▸ SELECTED EXTRACT
Portable electronic devices, including tablet computers and smartphones, are transforming the healthcare environment and are impacting the landscape of medical education [1, 2] with some reports suggesting almost universal ownership of a tablet or smartphone by medical students [3]. These devices can provide learners with easy access to a wide variety of educational resources to support learning in the clinical environment. Mobile devices are used by medical students to facilitate access to a wide range of resources including anatomy, drug information, clinical scoring systems and eBooks (Electronic Books) [4,5,6] with higher levels of use of devices by students in the clinical years [7]. However, for mLearning to be successfully integrated into medical education strategies and practices, institutions, clinicians and students must understand their potential, impacts and limitations.

Students’ have reported that mLearning initiatives have a positive influence on learning [8,9,10]. Moreover, students report that mLearning tools have been as effective as traditional teaching in both clinical settings and formal learning environments [10,11,12,13,14]. Students valued the quick and easily accessible information [15,16,17,18] afforded by the use of such devices, and have reported their use has enhanced patient encounters [12]. M-learning devices are perceived to increase opportunities to use clinical experiences as learning opportunities [10] and allow students to make the best use of downtime between clinical activities [9, 16, 17]. The use of mobile devices amongst medical students has also been linked with improved performance in exams [19, 20].

▸ WORK REQUEST
Please write out the passage on mobile learning in medical education, starting at "Students’ have reported" and ending at "exams [19, 20].", and replace "downtime" with "idle time". You won't need the items that come next.

▸ INFORMATION GIVEN
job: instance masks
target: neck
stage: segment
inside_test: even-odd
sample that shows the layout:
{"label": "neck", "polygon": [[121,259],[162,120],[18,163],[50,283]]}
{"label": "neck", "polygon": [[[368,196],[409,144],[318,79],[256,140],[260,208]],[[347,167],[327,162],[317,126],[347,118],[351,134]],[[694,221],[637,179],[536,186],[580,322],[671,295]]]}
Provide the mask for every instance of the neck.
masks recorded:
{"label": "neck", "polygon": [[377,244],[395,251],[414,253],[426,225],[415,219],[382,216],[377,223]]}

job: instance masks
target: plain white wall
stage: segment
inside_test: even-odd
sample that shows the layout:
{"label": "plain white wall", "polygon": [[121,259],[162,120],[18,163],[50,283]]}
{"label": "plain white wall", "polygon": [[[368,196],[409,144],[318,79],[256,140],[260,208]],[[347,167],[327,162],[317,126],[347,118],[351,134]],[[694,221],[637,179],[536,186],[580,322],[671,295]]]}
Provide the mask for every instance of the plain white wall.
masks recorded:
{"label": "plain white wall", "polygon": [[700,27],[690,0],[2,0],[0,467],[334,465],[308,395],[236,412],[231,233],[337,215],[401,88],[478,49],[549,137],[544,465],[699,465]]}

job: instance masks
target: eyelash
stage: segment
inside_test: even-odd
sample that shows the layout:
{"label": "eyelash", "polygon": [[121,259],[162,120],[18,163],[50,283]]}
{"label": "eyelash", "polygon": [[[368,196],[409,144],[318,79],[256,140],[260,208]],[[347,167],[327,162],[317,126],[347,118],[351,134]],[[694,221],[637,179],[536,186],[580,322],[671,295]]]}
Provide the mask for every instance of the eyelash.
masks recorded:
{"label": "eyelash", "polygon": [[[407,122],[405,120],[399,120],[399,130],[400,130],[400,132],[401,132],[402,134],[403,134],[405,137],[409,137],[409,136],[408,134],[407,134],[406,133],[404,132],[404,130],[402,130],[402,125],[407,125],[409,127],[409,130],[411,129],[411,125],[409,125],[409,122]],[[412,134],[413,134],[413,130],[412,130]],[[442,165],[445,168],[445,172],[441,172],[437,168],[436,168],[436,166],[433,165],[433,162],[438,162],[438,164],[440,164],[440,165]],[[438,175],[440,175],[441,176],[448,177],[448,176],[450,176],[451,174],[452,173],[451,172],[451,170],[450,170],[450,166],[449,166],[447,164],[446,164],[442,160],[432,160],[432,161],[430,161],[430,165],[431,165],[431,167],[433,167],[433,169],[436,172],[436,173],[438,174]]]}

▸ THE COMPLETED TASK
Students’ have reported that mLearning initiatives have a positive influence on learning [8,9,10]. Moreover, students report that mLearning tools have been as effective as traditional teaching in both clinical settings and formal learning environments [10,11,12,13,14]. Students valued the quick and easily accessible information [15,16,17,18] afforded by the use of such devices, and have reported their use has enhanced patient encounters [12]. M-learning devices are perceived to increase opportunities to use clinical experiences as learning opportunities [10] and allow students to make the best use of idle time between clinical activities [9, 16, 17]. The use of mobile devices amongst medical students has also been linked with improved performance in exams [19, 20].